> [SET TASK]: Please rewrite every line of the items below as a JSON list of strings, with one string per line and blank lines left out.

── SUPPLIED MATERIAL

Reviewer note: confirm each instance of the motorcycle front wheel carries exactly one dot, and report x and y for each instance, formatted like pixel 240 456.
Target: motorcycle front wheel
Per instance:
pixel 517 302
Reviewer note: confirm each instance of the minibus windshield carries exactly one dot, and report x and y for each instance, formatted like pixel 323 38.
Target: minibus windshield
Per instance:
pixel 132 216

────

> [ANSWER FOR THIS EXERCISE]:
[
  "Reviewer note: confirm each instance of the motorcycle front wheel carries exactly one dot, and report x and y for each instance, formatted like pixel 240 456.",
  "Target: motorcycle front wheel",
  "Per instance:",
  "pixel 517 302",
  "Reviewer note: confirm each instance of the minibus windshield carries exactly one dot, and report x and y for each instance, formatted like pixel 323 38.",
  "Target: minibus windshield",
  "Per instance:",
  "pixel 132 216"
]